_REQUIREMENTS:_ Copy the records below word for word, from the line containing "point: black car" through the end of the records, with both of those lines included.

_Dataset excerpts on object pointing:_

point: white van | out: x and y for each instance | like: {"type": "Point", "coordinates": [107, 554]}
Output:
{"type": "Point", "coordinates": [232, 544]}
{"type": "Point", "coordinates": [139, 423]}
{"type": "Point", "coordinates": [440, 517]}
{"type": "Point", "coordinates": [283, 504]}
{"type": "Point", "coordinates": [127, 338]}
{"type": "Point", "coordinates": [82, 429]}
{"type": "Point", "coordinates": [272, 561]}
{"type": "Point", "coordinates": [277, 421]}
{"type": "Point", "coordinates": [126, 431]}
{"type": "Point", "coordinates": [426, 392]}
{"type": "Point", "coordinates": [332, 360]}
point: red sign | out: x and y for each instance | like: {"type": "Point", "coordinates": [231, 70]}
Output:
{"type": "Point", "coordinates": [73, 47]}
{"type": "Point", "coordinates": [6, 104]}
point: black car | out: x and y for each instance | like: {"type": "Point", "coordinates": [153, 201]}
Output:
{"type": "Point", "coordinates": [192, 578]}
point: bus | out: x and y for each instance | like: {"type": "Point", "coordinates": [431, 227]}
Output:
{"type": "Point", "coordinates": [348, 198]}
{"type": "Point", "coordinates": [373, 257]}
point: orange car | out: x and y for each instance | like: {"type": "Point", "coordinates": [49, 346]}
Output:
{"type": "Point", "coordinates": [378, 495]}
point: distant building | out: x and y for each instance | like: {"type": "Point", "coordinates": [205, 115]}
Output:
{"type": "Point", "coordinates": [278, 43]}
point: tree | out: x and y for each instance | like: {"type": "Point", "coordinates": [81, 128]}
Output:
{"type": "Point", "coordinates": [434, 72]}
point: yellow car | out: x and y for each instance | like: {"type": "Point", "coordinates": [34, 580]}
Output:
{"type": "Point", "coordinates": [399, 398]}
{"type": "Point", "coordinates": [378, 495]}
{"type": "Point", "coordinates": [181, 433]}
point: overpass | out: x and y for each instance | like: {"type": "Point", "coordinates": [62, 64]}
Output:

_FINAL RESULT:_
point: black car | out: x and y for each instance | like: {"type": "Point", "coordinates": [153, 201]}
Output:
{"type": "Point", "coordinates": [192, 578]}
point: bus | out: x and y for each instance | like: {"type": "Point", "coordinates": [431, 227]}
Output:
{"type": "Point", "coordinates": [348, 198]}
{"type": "Point", "coordinates": [373, 257]}
point: orange car | out: x and y for each instance | like: {"type": "Point", "coordinates": [49, 346]}
Output:
{"type": "Point", "coordinates": [378, 495]}
point: distant building | out: x and y for each instance | like: {"type": "Point", "coordinates": [205, 115]}
Output:
{"type": "Point", "coordinates": [278, 43]}
point: tree | out: x and y for each instance | like: {"type": "Point", "coordinates": [81, 128]}
Output:
{"type": "Point", "coordinates": [434, 72]}
point: yellow car | out: x and y for each instance | like: {"type": "Point", "coordinates": [34, 580]}
Output:
{"type": "Point", "coordinates": [399, 398]}
{"type": "Point", "coordinates": [378, 495]}
{"type": "Point", "coordinates": [181, 433]}
point: overpass | out: x and y for each instance | like: {"type": "Point", "coordinates": [62, 64]}
Output:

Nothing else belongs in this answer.